Passage ▸
• • • •
Current through Register Vol. 18, September 20, 2024
(1) If the department receives or learns of
credible information that a person has engaged in conduct which may warrant
debarment, the department shall initiate and follow the following
procedure.
(2) The administrator of
the division concerned with the alleged conduct or contract will obtain any
information that may be readily obtained on the alleged conduct. If the
administrator, deputy director, or department's legal counsel initially
determines that there exists credible evidence that the person has committed a
violation set forth above, they shall notify the director in writing of the
known information supporting or rebutting such a determination.
(3) If the director, in his discretion,
agrees that, from the information available, credible evidence exists that the
person has committed a violation set forth above, the director shall mail,
certified return receipt requested, a written notice to the person. The notice
shall contain a statement of the pertinent facts, the alleged violations being
considered, notice of the right to an administrative hearing, and that
debarment is being considered. If debarment is proposed based on a debarment by
another state or federal agency, a copy of that debarment or its notice letter
will be attached.
(4) A person
against which debarment is proposed shall be provided an opportunity for
administrative hearing. A written request for hearing must be received by the
department's chief counsel within 14 calendar days after the date of the
mailing of the notice of the determination.
(a) Failure to timely submit a written
request constitutes a waiver of the opportunity for administrative hearing and
appeal, and a final debarment decision by default may then be entered by the
director, which is not subject to appeal.
(b) Default orders will use the procedure
stated in Model Rule 10, ARM
1.3.214.
(5) The person against whom debarment is
being considered has the right to be accompanied, represented and advised by
counsel, and to appear in person or by or with counsel. Counsel will not be
provided by or at the expense of the department.
(6) Service of notice and later documents for
the hearing will be complete and effective when made upon a person, or his
counsel, if he has counsel.
(7)
Upon timely receipt of a written request for an administrative hearing, the
director shall appoint a hearing examiner. A written notice appointing the
hearing examiner shall be issued by the director, and sent to the person
requesting the hearing.
(8) The
proceedings may be handled informally using the procedures stated in model Rule
11, ARM 1.3.215.
• • • •
Please resume the debarment procedure rule after its last sentence and continue it. The material after this has no connection to the debarment rule.
• • • •
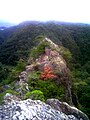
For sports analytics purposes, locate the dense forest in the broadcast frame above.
[0,21,90,117]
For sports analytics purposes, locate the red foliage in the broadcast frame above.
[40,66,57,80]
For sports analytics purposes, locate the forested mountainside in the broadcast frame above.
[0,21,90,116]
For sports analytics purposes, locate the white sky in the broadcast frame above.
[0,0,90,23]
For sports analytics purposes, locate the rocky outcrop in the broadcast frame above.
[16,38,73,104]
[0,94,88,120]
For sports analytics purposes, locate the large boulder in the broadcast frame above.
[0,93,89,120]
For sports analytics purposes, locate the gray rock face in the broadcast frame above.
[0,96,88,120]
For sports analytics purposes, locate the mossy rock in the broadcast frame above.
[24,90,45,101]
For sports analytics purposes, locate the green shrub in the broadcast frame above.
[30,41,49,60]
[25,90,45,101]
[0,89,19,104]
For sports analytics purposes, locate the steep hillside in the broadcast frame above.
[0,21,90,116]
[0,22,90,64]
[0,37,89,120]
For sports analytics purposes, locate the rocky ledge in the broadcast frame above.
[0,94,89,120]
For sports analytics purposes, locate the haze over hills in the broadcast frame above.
[0,20,16,27]
[0,21,90,116]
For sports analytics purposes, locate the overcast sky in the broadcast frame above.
[0,0,90,23]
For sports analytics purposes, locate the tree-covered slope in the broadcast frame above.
[0,21,90,116]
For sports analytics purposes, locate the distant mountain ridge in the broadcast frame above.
[0,20,16,27]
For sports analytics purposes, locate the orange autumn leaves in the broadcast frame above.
[40,66,57,80]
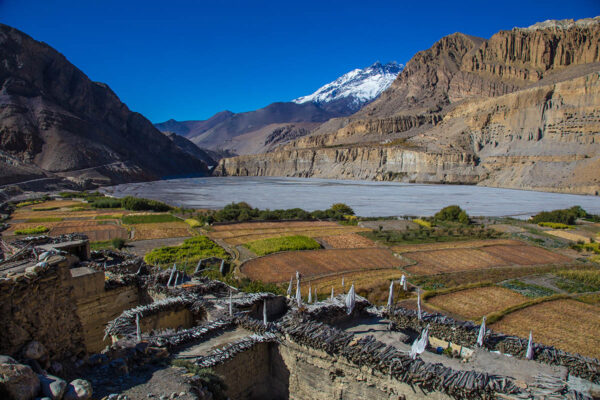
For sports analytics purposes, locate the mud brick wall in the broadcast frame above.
[0,259,85,359]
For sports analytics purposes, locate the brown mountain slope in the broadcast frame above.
[0,24,208,185]
[216,18,600,194]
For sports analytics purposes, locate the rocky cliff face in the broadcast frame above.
[216,18,600,194]
[0,24,207,188]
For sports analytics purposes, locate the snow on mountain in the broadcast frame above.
[292,62,404,110]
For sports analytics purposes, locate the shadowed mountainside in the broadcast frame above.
[0,24,208,187]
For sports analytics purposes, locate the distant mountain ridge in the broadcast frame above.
[155,62,403,154]
[0,24,208,187]
[214,17,600,195]
[292,62,404,112]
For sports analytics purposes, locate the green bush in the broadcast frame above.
[91,197,123,208]
[433,205,470,224]
[121,196,171,212]
[144,236,229,271]
[244,235,321,256]
[330,203,354,215]
[110,238,125,250]
[15,225,50,235]
[529,206,589,225]
[121,214,181,225]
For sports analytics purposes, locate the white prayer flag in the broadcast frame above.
[477,316,485,347]
[527,331,533,360]
[388,281,394,309]
[296,280,302,307]
[417,288,421,320]
[346,284,356,315]
[263,299,267,326]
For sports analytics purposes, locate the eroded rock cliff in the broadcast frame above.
[215,17,600,194]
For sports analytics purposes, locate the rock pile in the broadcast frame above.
[195,332,278,368]
[383,308,600,383]
[0,356,92,400]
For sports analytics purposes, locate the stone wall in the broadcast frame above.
[0,257,85,359]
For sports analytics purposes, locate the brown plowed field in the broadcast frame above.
[133,222,194,240]
[304,268,404,294]
[403,249,506,275]
[402,242,572,275]
[319,233,377,249]
[491,300,600,358]
[482,244,572,265]
[392,239,523,253]
[241,249,405,282]
[427,286,528,320]
[50,225,129,242]
[210,221,370,246]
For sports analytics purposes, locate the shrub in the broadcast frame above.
[433,205,470,225]
[538,222,573,229]
[91,197,123,208]
[244,235,321,256]
[121,196,171,211]
[121,214,181,225]
[330,203,354,215]
[110,238,126,250]
[529,206,589,225]
[413,218,431,228]
[185,218,201,228]
[15,225,50,235]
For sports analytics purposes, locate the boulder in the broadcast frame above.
[63,379,92,400]
[0,355,18,364]
[0,364,40,400]
[38,375,67,400]
[23,340,46,360]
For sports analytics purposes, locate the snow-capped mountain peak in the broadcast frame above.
[293,62,404,110]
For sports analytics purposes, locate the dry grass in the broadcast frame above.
[133,221,194,240]
[404,241,572,275]
[492,300,600,358]
[50,225,129,242]
[241,249,405,283]
[403,249,506,275]
[319,233,378,249]
[304,268,404,294]
[482,244,573,265]
[544,229,591,243]
[427,286,528,320]
[210,221,369,246]
[392,239,522,253]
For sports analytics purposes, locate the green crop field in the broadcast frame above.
[244,235,321,256]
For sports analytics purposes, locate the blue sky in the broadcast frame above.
[0,0,600,122]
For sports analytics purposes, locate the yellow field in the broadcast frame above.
[319,233,377,249]
[240,248,406,283]
[427,286,528,320]
[392,239,523,254]
[491,300,600,358]
[544,229,592,243]
[301,268,405,294]
[209,221,370,246]
[132,222,194,240]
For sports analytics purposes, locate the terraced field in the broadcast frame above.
[394,241,572,275]
[491,300,600,358]
[210,221,369,246]
[240,249,406,283]
[427,286,529,320]
[319,233,378,249]
[132,221,194,240]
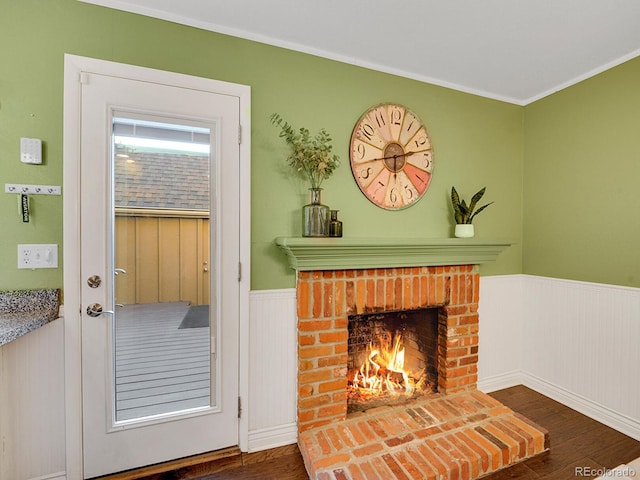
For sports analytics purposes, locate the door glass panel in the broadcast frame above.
[111,114,216,422]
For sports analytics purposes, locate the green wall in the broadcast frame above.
[0,0,524,289]
[523,58,640,287]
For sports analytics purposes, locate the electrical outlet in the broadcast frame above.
[18,244,58,268]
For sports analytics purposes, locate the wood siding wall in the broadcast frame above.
[115,215,211,305]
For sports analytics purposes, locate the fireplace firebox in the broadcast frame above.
[347,308,438,413]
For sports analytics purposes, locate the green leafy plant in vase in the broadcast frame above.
[271,113,340,237]
[451,187,493,238]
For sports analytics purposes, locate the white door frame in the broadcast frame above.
[63,54,251,479]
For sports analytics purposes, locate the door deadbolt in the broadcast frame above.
[87,303,113,317]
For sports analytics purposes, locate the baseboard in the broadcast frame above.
• • • •
Final result ▸
(9) A notice of hearing shall be sent by the
hearing examiner to the person requesting the administrative hearing. The
notice shall include:
(a) A statement of the
date, time, and location of the hearing;
(b) A reference to the provisions of the
violation(s) involved;
(c) A short,
understandable statement of the matters asserted; and
(d) A statement advising the party of its
right to be represented by legal counsel at the hearing.
(10) The hearing examiner shall not engage in
communications prohibited by
2-4-613, MCA.
(11) For administrative hearings:
(a) The department shall record any
administrative hearing conducted and maintain an administrative record of the
proceedings. The administrative record shall include:
(i) the initial determination of the
administrator;
(ii) the written
request for administrative hearing;
(iii) the appointment of the hearing
examiner;
(iv) the notice of
administrative hearing;
(v) the
evidence offered to, or considered by, the hearing examiner;
(vi) any objections and rulings
thereon;
(vii) all matters placed
on the record at the administrative hearing;
(viii) all briefs or memoranda submitted by
the parties; and
(ix) any
transcript made of the proceedings.
(b) The hearing examiner presiding over the
hearing shall have the powers and duties stated in
2-4-611(3),
MCA.
(c) Discovery will be
available to the parties in accordance with Rules 26, 28 through 37 (except
Rule 37(b) (1) and 37(b) (2) (d)) of the Montana Rules of Civil Procedure in
effect as of the date of the adoption of these rules. Provided that: all
references in the Montana Rules of Civil Procedure to a "court" are considered
to refer to the department; all references to the use of subpoena power are
considered to refer to the power in these rules; references to "trial" are
considered to refer to the hearing; all references to "plaintiff" are
considered to refer to a "party"; all references to "clerk of court" are
considered to refer to the department person designated by the director to keep
documents filed in the case.
(i) If a party
or other witness refuses to be sworn or refuses to answer any question after
being directed to do so by the department, the refusal to obey the department's
order shall be enforced as provided in these rules.
(ii) If a party seeking discovery from the
department believes he has been prejudiced by a protective order issued by the
department under Rule 26(c), Montana Rules of Civil Procedure, or, if the
department refuses to make discovery, the party may petition the District
Court, First Judicial District for the County of Lewis and Clark, for review of
the intermediate agency action under
2-4-701, MCA.
(d) The department and the hearing examiner
shall have the same authority, powers, and responsibilities for issuing and
enforcing subpoenas and subpoena duces tecum as stated in Model Rule 25, ARM
1.3.230.
(e) The usual order of presentation at a
hearing shall be:
(i) Argument and the
submission of evidence and testimony on behalf of the department;
(ii) Argument and the submission of evidence
and testimony from the party requesting the hearing; and
(iii) The introduction of rebuttal evidence
and testimony by the department.
(f) The hearing may be continued with
recesses as determined by the hearing examiner.
(g) Evidence introduced at the hearing may be
received in written form or oral testimony given under oath or affirmation.
Parties have a right to cross-examine all persons testifying at a hearing.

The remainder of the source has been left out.